■ EXERCISE BRIEF ■
Pull out every line in the records below that contains the word "patch", and copy each one without changes.

■ RECORDS PROVIDED ■
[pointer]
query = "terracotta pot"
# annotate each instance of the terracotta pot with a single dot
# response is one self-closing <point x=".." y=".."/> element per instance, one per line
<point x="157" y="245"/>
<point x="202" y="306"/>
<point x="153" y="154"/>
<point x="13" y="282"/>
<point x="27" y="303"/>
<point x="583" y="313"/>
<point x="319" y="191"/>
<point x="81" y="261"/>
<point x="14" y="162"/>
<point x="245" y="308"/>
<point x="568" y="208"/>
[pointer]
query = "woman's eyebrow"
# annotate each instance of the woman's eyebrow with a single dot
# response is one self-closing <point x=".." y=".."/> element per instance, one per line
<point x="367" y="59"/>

* * *

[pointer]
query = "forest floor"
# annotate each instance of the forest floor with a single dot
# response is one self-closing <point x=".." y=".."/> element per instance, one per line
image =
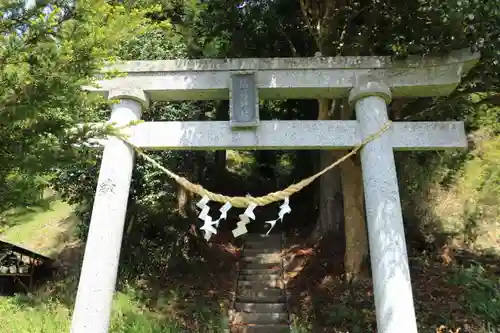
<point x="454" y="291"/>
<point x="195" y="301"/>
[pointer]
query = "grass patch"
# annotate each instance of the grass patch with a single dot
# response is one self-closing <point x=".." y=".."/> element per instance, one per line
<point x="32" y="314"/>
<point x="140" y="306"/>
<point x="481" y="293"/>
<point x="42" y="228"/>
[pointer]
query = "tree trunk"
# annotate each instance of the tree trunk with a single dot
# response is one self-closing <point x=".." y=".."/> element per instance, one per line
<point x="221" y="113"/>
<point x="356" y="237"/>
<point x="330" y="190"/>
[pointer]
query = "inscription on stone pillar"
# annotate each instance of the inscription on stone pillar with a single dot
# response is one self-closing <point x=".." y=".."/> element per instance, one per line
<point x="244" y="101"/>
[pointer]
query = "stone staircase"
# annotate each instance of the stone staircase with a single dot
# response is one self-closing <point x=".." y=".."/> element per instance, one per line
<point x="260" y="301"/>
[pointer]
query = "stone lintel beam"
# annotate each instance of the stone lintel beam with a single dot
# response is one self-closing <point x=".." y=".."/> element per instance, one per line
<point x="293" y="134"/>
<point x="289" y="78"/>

==

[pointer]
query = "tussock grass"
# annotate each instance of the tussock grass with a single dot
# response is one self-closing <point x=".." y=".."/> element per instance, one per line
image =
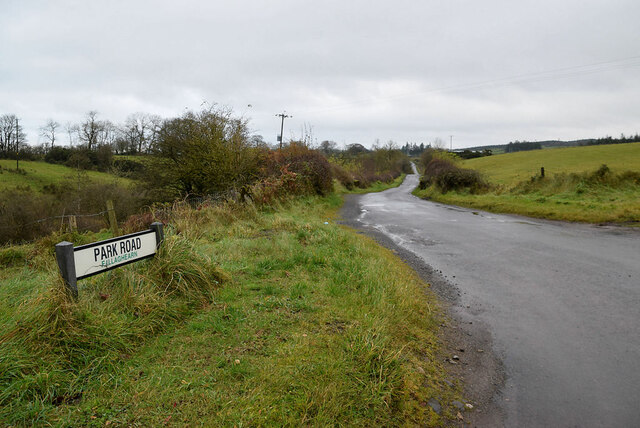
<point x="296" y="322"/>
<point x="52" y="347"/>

■ RESULT OF THIS TASK ■
query = "grass patch"
# annotate each instance of the grass patch with a single dot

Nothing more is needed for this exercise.